● **Task goal**: Starting at the first of the rows and ending with the line that contains "x=190 y=101", set that span out as a numbered list, one entry per line and with no blank lines.

● **Data to process**:
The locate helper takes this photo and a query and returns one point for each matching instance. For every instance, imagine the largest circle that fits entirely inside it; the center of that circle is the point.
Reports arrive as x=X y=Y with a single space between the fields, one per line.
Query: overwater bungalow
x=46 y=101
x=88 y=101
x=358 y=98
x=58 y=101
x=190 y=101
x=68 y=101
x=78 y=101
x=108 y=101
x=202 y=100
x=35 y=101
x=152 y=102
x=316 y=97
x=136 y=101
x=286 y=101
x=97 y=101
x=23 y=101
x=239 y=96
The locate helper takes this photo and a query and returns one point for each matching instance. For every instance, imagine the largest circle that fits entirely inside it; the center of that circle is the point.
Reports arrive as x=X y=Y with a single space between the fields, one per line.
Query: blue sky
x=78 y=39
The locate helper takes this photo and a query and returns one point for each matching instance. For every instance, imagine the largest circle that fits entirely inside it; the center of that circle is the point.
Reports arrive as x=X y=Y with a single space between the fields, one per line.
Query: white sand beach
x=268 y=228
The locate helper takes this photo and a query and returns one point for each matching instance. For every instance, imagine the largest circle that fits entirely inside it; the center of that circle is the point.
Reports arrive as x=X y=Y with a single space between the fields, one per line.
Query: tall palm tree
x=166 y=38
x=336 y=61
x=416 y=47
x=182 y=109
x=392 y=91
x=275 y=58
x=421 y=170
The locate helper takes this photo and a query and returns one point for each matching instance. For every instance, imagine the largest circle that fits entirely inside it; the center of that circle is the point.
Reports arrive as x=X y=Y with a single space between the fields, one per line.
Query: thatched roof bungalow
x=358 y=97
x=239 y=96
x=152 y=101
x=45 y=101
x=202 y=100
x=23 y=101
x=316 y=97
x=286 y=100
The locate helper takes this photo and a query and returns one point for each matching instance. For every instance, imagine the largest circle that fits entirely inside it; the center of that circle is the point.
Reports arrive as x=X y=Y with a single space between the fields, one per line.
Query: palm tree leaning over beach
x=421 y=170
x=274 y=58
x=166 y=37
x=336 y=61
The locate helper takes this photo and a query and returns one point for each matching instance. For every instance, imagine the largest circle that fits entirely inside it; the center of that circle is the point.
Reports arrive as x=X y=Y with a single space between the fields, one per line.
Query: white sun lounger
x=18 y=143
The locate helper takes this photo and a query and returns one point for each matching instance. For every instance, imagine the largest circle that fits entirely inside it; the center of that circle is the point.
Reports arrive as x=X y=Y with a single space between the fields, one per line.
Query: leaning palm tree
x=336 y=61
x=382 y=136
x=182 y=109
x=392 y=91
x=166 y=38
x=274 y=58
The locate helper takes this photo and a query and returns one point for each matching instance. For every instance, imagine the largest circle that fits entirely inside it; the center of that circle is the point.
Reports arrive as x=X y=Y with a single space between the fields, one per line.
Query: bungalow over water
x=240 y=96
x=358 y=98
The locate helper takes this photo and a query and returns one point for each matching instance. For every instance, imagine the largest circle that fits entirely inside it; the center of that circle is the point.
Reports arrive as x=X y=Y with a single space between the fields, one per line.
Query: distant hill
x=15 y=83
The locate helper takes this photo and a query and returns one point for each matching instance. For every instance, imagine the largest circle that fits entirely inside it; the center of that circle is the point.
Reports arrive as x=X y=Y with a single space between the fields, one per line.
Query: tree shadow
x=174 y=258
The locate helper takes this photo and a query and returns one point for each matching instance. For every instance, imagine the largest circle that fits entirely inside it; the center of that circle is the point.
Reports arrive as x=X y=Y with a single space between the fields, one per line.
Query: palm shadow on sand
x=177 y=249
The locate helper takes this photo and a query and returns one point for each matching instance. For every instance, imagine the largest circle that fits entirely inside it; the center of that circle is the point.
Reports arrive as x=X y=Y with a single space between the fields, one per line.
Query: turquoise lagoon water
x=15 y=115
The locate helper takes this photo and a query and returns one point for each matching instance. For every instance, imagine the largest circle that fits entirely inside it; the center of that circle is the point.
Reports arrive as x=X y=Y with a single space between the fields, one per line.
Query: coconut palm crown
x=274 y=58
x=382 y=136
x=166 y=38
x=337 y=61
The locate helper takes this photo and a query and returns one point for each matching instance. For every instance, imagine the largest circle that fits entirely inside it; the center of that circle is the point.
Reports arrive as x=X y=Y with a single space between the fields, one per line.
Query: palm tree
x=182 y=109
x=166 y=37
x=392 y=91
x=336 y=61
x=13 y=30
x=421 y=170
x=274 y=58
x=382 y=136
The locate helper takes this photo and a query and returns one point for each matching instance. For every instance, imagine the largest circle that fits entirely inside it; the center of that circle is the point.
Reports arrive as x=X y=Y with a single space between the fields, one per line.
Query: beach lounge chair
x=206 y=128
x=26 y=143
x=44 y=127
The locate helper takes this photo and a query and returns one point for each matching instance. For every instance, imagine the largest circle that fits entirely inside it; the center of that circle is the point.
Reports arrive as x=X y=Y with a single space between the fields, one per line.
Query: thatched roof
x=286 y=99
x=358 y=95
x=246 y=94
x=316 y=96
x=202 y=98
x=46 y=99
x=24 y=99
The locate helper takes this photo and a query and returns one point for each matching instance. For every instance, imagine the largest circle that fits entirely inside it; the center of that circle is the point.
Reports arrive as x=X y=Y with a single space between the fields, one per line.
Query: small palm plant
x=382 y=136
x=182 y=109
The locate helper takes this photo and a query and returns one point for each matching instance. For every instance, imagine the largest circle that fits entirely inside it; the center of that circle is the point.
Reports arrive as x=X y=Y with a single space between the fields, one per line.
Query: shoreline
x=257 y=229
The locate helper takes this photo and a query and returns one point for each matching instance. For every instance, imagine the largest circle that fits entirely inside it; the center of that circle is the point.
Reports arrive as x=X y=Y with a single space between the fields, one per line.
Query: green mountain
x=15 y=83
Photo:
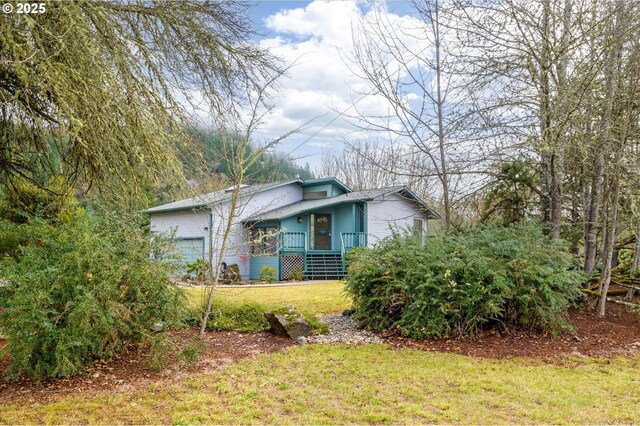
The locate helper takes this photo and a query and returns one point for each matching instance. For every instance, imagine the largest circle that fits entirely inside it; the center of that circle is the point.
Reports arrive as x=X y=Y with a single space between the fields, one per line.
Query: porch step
x=324 y=266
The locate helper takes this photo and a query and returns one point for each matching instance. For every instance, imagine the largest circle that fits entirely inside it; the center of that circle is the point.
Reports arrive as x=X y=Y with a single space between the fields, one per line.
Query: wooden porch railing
x=293 y=241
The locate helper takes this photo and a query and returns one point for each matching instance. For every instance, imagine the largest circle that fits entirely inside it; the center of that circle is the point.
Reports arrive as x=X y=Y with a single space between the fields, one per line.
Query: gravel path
x=344 y=329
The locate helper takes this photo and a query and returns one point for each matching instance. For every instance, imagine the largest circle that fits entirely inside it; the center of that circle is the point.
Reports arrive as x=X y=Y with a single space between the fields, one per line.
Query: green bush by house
x=454 y=284
x=81 y=290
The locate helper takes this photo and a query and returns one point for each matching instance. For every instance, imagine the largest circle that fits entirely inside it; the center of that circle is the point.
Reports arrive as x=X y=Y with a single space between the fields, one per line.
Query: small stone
x=288 y=322
x=362 y=324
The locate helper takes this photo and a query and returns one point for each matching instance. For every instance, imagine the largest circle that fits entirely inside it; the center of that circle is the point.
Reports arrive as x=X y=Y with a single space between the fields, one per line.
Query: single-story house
x=291 y=225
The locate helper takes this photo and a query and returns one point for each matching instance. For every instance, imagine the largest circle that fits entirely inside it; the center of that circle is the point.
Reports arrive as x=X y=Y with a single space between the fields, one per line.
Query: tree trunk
x=443 y=162
x=635 y=266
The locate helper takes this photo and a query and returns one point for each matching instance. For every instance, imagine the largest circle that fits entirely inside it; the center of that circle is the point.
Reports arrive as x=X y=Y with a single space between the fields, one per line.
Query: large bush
x=81 y=290
x=452 y=285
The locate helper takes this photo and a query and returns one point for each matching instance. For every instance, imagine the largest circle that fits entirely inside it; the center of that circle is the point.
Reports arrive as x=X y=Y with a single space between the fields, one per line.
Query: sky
x=316 y=37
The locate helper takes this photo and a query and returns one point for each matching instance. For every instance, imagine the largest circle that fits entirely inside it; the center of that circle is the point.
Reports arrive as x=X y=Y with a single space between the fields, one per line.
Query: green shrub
x=296 y=275
x=268 y=274
x=452 y=285
x=82 y=290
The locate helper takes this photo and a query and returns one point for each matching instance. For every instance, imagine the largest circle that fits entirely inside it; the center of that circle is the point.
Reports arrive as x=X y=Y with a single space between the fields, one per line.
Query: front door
x=322 y=232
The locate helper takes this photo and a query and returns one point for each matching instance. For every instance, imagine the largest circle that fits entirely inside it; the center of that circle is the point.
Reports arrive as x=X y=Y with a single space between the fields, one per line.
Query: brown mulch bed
x=616 y=334
x=131 y=370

● **Written answer**:
1. The locate helper takes this photo and a query and returns one point for each matching instance. For every instance, imagine the largest circle that fits entirely inside it; the center of that circle is the point.
2. Reports arrive as x=X y=Y with a single space between the fields, one per line.
3. Query: overwater bungalow
4. x=46 y=101
5. x=88 y=101
6. x=358 y=98
7. x=58 y=101
8. x=190 y=101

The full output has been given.